### PROVIDED DATA
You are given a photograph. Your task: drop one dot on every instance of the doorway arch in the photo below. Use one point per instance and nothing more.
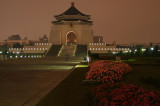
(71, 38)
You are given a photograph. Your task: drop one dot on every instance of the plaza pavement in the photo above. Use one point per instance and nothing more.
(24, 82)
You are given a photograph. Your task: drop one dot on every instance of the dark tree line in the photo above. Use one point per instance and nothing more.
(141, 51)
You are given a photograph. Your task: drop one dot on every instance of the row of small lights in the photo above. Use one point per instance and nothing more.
######
▸ **AIM**:
Give back every line of the material above word for word, leaving out the pictures.

▸ **EXERCISE RESPONSE**:
You are given a photograph. Your task: drop one dot on every instance of the doorway arch in the photo below. Use one point per instance and nothing more.
(71, 38)
You are given a photograph. Your task: drop one dot on every instance of the plaza pavement in the photo above. Use one point per instance and nothing more.
(24, 82)
You are given a photograph. Your task: drop one dot on every instance of the dark tree line in the photo above. Use one point per instance and nothing more.
(141, 51)
You are given a photograph. Your task: drop one dot on every instance of the row of small lights in the photo above. Use one point per instance and nothing more.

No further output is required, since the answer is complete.